◆ Work instructions
Switch "fence" to "barrier" in everything from the line containing "Given the photograph above, your task is to detect the safety" down to the end of the items, and return only those lines with nothing else changed.

··· Data in this exercise ···

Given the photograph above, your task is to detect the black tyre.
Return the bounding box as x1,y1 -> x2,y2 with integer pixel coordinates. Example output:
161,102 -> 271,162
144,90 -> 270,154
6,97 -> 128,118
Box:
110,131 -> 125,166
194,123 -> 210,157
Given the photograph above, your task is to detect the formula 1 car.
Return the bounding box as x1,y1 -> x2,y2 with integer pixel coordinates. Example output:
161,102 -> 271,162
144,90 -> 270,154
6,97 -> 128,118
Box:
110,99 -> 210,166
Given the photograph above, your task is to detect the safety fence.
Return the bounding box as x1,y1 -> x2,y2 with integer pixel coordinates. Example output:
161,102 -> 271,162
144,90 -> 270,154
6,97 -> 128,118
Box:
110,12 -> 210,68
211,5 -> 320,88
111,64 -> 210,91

···

◆ Response
Given the photograph above, your task is to detect the safety barrier.
Return the bounding box as x1,y1 -> x2,y2 with integer pixel coordinates. Example output:
161,102 -> 271,162
144,90 -> 270,154
6,97 -> 128,118
Box:
110,12 -> 210,68
211,5 -> 320,88
111,64 -> 210,91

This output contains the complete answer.